* _AIM OF THE EXERCISE_: From the CountedSet proposal below, copy out word for word the passage between "RFD: CountedSet" and "in the collection.", inclusive.

RFD: CountedSet

Erica_Sadun · April 9, 2018, 5:11pm

I'm looking to take the community temperature about adding CountedSet to Swift Foundation/Standard Library. This is a Swift native version of NSCountedSet with the following preliminary design:

/// An unordered collection of unique hashable elements that
/// may appear more than once in the collection.
///
/// Each distinct value inserted into an `CountedSet`
/// has an associated counter. `CountedSet` keeps
/// track of the number of times each value is inserted.
/// That value must be removed the same number
/// of times.
///
/// Like `Set`, each `CountedSet` contains one entry for
/// each value, even when a value has been added multiple
/// times. The `count` method for both `Set` and `CountedSet`
/// returns the total number of values stored in each set.
/// A `CountedSet` does _not_ return the total number of times
/// each value is represented in the set.
///
/// New counted sets can be constructed from arrays.
/// Assign an array literal to a variable or constant
/// of the `CountedSet` type.
///
///    let quiver: CountedSet<Arrow> = [Arrow.iron, Arrow.elven, Arrow. elven]
///    if let count = quiver[.iron] {
///        print("There are \(count) iron arrows in your quiver")

* _DATASET EXCERPTS_:
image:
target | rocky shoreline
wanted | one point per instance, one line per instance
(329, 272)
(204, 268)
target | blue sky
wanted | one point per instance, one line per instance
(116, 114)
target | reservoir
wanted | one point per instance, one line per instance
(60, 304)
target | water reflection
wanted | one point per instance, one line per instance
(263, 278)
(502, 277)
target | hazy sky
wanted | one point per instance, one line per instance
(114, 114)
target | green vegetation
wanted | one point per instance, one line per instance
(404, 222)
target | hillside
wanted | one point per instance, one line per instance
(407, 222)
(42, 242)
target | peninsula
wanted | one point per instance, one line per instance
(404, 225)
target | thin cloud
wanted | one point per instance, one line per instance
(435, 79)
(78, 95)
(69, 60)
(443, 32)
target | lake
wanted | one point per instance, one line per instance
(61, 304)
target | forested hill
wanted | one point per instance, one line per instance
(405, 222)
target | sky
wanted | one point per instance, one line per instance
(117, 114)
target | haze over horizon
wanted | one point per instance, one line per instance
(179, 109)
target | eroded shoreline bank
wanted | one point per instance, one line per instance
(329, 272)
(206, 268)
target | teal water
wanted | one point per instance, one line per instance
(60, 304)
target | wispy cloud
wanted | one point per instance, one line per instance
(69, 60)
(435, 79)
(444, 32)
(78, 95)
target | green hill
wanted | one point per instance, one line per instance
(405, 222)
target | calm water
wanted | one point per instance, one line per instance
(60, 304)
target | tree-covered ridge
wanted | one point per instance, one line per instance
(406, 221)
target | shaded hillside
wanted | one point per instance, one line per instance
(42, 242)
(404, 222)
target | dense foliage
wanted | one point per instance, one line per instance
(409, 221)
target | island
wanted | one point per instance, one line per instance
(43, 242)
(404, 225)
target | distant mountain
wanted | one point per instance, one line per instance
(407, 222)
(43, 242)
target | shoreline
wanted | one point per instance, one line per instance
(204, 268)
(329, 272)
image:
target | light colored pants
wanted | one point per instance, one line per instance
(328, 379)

* _SOLVED PROBLEM_:
RFD: CountedSet

Erica_Sadun · April 9, 2018, 5:11pm

I'm looking to take the community temperature about adding CountedSet to Swift Foundation/Standard Library. This is a Swift native version of NSCountedSet with the following preliminary design:

/// An unordered collection of unique hashable elements that
/// may appear more than once in the collection.